> **PROMPT**
From the article about the Race for Ray, extract the passage starting at "When Ray Brown" and ending at "could do it.", copied word for word.

> **PASSAGE SHOWN**

Race for Ray shows support for injured med student

Published: Tuesday, January 29, 2013 at 7:21 p.m.
Last Modified: Tuesday, January 29, 2013 at 7:21 p.m.

When Ray Brown traveled to a Haitian cholera treatment center with his medical school class, he volunteered for the night shift.

“We were in 110- to 120-degree weather in a place with no running water and no AC,” said Shenary Cotter, an attending physician with the University of Florida School of Medicine. “He just worked so hard.”

Brown, 31, would haul 5-gallon buckets of waste away from patients’ beds and replace them numerous times a day. One time, Cotter said, Brown was trying to find a vein on an older Haitian man and he got frustrated when he couldn’t find one.

“He looked at me and said, ‘should I just quit?” Cotter said.

She told him not to — that he could do it.

“And he did,” she said.

That was the old Brown.

These days, Brown gets around in a wheelchair and talks in short bursts. About seven months ago, Brown was on the highway coming back from Tennessee when his car hit a semi-truck. He went unconscious and suffered a traumatic brain injury. He’s been in recovery ever since.

His med school classmates organized a race — not only to raise money for his medical care, but to show the man who gave so much of himself that he deserves the same kind of treatment.

The Race for Ray 5K happens on Sunday at 8 a.m. It starts and ends at the Gale Lemerand commuter lot on the UF campus. Registration costs $15, and same day registration will be available starting at 6:45 a.m. Pre-registration can be done through www.raceforray.com.

One of Brown’s classmates, Danielle Cobb, helped to organize the race.

“It’s been a healing process,” she said. “As a class, we had been talking about ways to help him, and we thought a race would be a great way to do it. It’s in celebration of his birthday and to raise some money for his medical expenses, and to show our love and support for Ray.”

Cotter said the School of Medicine is holding a contest to see which department can have the highest participation rate, and it’s waiving fees for students.

Saved entries:

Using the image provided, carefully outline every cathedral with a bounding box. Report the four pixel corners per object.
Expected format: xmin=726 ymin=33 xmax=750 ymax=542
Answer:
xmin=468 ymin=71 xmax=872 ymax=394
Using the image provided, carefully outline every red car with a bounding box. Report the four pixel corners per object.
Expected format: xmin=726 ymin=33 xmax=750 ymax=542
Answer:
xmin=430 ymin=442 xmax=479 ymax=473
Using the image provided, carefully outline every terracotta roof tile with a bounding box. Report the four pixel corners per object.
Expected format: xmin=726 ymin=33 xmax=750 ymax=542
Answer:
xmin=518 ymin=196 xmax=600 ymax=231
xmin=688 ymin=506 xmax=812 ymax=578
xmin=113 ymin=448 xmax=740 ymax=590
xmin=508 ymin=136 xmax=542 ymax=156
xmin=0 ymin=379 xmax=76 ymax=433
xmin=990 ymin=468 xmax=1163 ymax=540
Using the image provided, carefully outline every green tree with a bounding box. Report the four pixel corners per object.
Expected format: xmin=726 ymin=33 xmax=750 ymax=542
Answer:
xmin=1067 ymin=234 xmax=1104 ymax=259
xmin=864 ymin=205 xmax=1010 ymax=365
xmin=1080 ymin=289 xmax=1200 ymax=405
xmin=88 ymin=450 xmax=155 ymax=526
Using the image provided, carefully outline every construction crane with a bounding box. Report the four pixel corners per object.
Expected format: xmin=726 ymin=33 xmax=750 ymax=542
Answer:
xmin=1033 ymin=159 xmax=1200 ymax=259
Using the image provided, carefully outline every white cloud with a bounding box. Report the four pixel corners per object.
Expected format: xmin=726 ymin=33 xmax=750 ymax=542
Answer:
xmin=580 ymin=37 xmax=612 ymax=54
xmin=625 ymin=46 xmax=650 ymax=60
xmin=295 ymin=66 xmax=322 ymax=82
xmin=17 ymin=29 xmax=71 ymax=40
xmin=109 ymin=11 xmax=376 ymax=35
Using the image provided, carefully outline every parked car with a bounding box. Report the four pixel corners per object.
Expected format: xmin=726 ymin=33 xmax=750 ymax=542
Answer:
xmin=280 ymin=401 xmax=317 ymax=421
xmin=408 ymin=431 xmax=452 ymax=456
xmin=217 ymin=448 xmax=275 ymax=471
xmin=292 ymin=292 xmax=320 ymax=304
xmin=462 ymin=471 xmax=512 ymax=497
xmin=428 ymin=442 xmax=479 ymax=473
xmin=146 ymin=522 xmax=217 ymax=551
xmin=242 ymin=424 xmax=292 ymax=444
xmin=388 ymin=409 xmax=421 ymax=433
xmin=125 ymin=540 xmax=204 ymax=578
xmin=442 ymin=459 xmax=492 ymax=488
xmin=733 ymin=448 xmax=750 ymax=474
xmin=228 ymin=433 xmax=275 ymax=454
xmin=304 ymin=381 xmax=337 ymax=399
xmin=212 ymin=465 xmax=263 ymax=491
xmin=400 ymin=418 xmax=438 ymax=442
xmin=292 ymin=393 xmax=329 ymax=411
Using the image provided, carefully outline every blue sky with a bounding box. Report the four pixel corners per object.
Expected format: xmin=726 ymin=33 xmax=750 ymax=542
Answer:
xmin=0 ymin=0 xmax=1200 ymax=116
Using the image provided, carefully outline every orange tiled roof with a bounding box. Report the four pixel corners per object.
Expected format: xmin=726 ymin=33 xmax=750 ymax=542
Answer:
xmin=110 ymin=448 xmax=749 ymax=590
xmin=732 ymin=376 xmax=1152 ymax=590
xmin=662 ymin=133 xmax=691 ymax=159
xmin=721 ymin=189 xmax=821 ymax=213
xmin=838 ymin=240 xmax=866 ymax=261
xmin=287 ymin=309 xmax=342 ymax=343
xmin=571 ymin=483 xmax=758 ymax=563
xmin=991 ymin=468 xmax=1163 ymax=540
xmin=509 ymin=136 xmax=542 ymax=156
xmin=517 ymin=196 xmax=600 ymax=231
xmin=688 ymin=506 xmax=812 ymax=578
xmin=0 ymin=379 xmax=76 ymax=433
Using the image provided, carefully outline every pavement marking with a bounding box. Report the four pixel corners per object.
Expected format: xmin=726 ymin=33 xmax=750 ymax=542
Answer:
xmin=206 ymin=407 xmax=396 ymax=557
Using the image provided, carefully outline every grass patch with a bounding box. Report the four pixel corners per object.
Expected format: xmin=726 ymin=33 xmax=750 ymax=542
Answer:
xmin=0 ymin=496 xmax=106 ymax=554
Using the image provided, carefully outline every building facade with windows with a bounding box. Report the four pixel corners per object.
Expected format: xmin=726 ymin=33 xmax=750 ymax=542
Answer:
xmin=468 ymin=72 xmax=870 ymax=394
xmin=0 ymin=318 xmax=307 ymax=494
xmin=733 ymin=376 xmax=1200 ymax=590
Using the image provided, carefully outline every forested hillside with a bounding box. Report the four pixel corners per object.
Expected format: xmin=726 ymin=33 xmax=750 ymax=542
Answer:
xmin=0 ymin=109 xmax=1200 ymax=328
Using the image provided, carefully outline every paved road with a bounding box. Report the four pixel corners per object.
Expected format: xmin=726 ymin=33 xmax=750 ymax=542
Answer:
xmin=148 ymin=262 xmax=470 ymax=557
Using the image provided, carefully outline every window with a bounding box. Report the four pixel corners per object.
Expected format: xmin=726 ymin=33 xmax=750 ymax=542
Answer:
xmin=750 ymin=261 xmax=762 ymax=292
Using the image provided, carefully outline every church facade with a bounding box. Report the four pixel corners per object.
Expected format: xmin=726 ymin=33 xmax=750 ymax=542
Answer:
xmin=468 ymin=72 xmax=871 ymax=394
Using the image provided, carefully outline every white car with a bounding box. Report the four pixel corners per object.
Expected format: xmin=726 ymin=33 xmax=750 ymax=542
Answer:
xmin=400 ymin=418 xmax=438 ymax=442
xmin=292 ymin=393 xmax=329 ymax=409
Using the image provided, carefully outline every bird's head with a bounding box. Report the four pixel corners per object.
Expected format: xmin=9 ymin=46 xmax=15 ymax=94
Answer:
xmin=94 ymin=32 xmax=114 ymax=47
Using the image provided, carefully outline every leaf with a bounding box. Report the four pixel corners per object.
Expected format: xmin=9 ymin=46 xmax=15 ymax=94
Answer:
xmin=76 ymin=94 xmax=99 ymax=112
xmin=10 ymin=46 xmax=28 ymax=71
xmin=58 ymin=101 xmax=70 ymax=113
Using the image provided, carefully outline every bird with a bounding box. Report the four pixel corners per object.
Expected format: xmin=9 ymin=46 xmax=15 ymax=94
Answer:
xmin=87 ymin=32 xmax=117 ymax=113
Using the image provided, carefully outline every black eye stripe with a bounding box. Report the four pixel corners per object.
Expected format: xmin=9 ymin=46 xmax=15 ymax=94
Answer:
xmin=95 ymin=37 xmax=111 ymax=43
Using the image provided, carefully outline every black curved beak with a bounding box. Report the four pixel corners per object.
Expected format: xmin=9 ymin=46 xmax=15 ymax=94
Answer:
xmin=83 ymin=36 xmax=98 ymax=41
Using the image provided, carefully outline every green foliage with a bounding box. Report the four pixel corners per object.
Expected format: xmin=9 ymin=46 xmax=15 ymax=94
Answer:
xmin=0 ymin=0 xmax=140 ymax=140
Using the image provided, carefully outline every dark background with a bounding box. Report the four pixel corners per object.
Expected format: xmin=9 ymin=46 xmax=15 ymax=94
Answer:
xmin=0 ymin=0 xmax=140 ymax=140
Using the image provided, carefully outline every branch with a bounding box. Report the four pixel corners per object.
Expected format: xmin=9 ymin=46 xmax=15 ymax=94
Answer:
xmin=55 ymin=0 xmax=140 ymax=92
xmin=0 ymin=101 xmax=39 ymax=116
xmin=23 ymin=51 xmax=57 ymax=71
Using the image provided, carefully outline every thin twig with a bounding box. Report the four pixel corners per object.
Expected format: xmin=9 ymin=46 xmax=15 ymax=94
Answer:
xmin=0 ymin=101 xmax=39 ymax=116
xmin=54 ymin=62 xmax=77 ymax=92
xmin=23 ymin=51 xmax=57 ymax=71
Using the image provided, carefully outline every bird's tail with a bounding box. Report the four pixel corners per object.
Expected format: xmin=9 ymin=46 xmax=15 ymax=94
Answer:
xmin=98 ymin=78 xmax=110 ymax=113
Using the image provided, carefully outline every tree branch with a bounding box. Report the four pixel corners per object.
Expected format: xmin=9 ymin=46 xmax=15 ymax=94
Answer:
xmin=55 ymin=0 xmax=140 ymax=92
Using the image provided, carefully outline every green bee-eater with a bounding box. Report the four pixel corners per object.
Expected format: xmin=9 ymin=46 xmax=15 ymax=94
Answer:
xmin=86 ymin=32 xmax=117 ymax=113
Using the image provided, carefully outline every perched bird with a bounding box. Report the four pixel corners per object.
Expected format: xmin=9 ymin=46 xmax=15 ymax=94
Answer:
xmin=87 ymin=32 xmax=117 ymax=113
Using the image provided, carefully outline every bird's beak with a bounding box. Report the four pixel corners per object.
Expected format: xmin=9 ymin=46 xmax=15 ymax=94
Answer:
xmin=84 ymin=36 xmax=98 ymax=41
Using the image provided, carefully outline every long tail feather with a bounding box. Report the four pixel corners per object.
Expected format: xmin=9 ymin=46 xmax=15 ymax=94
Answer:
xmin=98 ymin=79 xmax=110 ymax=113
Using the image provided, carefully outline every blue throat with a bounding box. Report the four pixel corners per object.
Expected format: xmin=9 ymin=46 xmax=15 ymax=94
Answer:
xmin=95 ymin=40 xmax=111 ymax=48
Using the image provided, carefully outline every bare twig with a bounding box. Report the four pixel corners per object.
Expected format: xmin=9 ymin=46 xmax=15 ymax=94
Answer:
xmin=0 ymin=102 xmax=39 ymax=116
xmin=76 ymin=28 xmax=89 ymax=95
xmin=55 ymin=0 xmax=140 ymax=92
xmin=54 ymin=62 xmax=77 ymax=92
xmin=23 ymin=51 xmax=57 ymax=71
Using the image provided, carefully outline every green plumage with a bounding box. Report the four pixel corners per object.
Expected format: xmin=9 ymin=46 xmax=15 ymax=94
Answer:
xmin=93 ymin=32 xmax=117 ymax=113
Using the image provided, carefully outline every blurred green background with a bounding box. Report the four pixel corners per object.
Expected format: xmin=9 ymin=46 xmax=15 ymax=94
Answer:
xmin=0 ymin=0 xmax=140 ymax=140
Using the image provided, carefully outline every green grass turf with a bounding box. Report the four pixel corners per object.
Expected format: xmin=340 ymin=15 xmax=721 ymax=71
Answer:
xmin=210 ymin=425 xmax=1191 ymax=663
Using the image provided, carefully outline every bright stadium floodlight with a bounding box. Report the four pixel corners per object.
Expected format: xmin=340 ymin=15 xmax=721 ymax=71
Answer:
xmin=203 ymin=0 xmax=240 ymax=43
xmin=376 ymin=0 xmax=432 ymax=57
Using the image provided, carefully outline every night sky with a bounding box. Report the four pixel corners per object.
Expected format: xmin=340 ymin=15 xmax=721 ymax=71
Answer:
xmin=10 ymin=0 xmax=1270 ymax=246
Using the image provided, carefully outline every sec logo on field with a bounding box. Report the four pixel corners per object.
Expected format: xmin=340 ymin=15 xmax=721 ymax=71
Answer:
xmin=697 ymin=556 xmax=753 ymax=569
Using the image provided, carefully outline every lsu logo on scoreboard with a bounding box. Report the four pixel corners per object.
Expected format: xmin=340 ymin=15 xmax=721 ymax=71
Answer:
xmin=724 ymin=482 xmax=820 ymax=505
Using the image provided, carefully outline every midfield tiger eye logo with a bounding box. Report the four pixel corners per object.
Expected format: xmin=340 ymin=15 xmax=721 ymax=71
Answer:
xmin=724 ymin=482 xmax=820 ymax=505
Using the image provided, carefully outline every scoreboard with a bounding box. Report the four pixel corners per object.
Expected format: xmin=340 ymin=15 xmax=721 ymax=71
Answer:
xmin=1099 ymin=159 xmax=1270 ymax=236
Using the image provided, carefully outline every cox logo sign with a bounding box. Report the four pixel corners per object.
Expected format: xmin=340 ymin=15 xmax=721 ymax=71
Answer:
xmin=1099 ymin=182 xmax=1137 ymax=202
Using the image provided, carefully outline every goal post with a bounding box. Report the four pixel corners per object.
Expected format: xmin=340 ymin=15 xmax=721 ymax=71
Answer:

> **RESULT**
When Ray Brown traveled to a Haitian cholera treatment center with his medical school class, he volunteered for the night shift.

“We were in 110- to 120-degree weather in a place with no running water and no AC,” said Shenary Cotter, an attending physician with the University of Florida School of Medicine. “He just worked so hard.”

Brown, 31, would haul 5-gallon buckets of waste away from patients’ beds and replace them numerous times a day. One time, Cotter said, Brown was trying to find a vein on an older Haitian man and he got frustrated when he couldn’t find one.

“He looked at me and said, ‘should I just quit?” Cotter said.

She told him not to — that he could do it.